WRITTEN INSTRUCTION:
Copy every one of the records below line for line, without changing anything.

Items from a data source
● ● ●

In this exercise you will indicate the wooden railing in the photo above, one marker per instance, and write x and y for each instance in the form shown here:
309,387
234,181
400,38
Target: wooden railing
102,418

● ● ●

ANSWER TO THIS EXERCISE:
In this exercise you will indicate the wooden railing in the photo above, one marker per instance, and write x and y for each instance in the form shown here:
309,387
234,181
400,38
Target: wooden railing
102,418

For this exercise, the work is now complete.